___ SUPPLIED RECORDS ___
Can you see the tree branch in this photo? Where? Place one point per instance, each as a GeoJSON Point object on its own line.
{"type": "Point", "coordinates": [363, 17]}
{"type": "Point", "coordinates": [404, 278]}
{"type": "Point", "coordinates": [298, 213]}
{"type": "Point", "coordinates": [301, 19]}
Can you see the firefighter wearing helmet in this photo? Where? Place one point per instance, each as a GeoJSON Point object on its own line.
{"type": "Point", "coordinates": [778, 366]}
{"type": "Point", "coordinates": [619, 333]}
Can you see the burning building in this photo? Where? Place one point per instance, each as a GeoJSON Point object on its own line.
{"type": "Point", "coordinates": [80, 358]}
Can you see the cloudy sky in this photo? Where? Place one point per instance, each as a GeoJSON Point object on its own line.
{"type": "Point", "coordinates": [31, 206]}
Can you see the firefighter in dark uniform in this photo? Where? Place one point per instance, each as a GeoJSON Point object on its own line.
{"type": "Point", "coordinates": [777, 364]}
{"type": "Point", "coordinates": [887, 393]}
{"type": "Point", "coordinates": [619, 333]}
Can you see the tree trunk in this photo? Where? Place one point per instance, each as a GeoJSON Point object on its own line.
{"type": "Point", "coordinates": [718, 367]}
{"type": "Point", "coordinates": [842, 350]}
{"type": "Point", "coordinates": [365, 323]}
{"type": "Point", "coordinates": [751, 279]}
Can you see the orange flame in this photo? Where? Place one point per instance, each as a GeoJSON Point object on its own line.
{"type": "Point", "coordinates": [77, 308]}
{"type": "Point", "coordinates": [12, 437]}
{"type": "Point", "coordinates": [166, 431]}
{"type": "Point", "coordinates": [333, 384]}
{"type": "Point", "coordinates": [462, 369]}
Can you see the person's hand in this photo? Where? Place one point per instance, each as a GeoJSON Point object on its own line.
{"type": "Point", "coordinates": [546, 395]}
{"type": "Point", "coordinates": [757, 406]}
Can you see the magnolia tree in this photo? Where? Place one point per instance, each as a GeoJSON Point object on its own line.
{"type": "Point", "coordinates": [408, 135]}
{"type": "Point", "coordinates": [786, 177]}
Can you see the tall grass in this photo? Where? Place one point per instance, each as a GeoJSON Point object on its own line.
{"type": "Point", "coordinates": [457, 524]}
___
EXERCISE REQUIREMENTS:
Repeat only the stretch of lines that opens with the line containing "Can you see the orange" and closes with the final line of the entries, both included, exactly as written.

WRITTEN ANSWER:
Can you see the orange flame in this photo? Where? Place one point per instance, each as a GeoJSON Point object on its own line.
{"type": "Point", "coordinates": [77, 308]}
{"type": "Point", "coordinates": [12, 437]}
{"type": "Point", "coordinates": [166, 431]}
{"type": "Point", "coordinates": [333, 384]}
{"type": "Point", "coordinates": [462, 369]}
Can you see the person's hand in this photo? Where? Place one point per instance, each as a GeoJSON Point object on its own line.
{"type": "Point", "coordinates": [546, 395]}
{"type": "Point", "coordinates": [757, 406]}
Can you see the magnolia tree in this photo? Where? Place one point per instance, each as a GeoJSON Point object on its own line.
{"type": "Point", "coordinates": [408, 135]}
{"type": "Point", "coordinates": [786, 177]}
Can you see the tall grass in this photo? Where? Place one point per instance, each as a GeoJSON Point object on its own line.
{"type": "Point", "coordinates": [457, 524]}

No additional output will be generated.